>> begin
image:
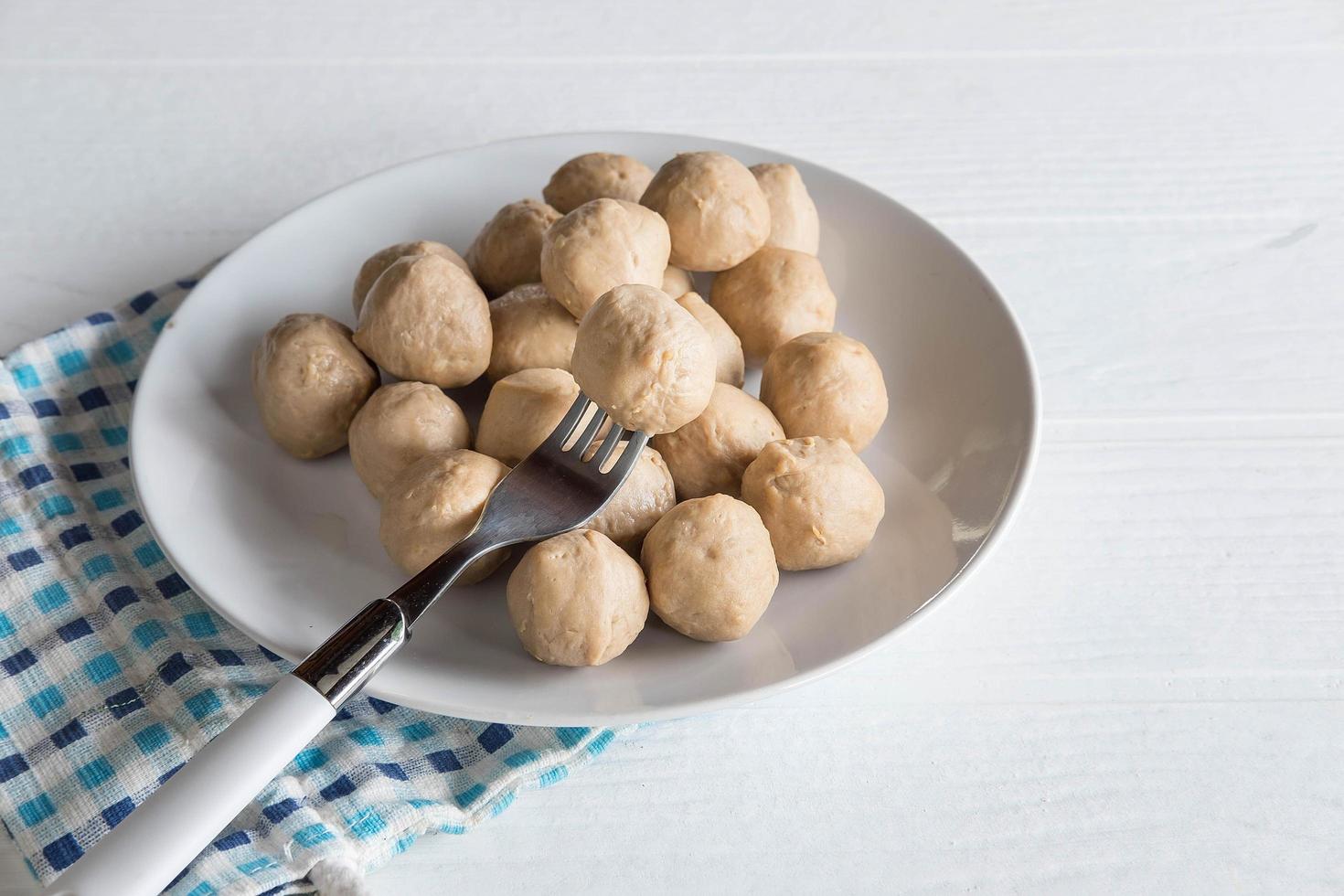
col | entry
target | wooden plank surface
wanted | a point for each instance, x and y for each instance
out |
>> end
>> begin
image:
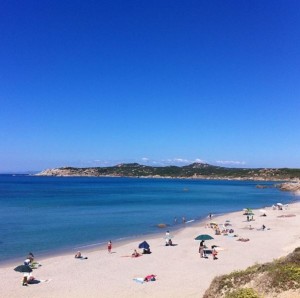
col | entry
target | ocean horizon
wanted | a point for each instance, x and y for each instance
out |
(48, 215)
>> end
» DIRECTIONS FOR THIS TASK
Return each line of the material that contains the string "target", matching case exactly.

» TASK RESULT
target | wooden plank surface
target | ocean horizon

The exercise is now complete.